*Provided records*

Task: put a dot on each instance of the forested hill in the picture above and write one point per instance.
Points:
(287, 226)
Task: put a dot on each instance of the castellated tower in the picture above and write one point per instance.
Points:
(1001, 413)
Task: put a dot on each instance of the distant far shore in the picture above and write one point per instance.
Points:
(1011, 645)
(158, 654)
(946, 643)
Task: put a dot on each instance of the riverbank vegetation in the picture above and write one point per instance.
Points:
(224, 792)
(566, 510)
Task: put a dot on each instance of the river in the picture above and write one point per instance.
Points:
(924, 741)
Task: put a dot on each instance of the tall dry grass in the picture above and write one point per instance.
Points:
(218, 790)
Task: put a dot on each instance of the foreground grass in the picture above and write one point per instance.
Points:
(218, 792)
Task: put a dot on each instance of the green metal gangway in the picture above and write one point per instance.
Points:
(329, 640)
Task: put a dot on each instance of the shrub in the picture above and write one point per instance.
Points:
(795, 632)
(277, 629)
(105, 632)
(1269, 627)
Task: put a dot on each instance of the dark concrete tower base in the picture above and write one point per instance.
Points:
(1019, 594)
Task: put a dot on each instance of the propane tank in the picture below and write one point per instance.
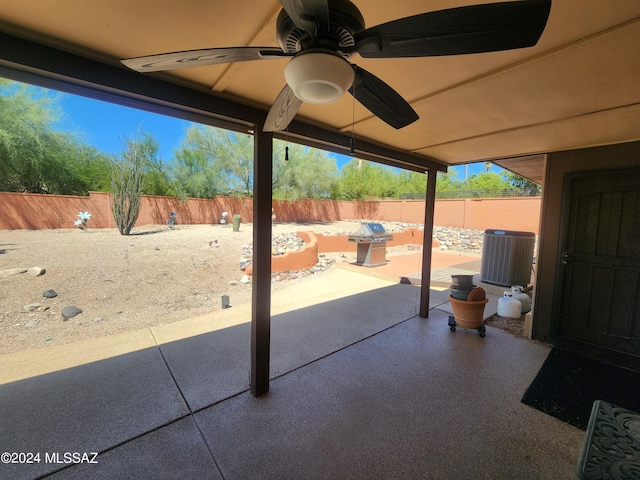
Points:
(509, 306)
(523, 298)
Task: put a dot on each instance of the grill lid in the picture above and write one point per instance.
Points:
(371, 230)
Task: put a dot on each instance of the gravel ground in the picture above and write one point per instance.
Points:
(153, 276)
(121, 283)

*Exercise aim*
What is the number of lines in the listing that contain "grass"? State it and nothing more.

*Your response*
2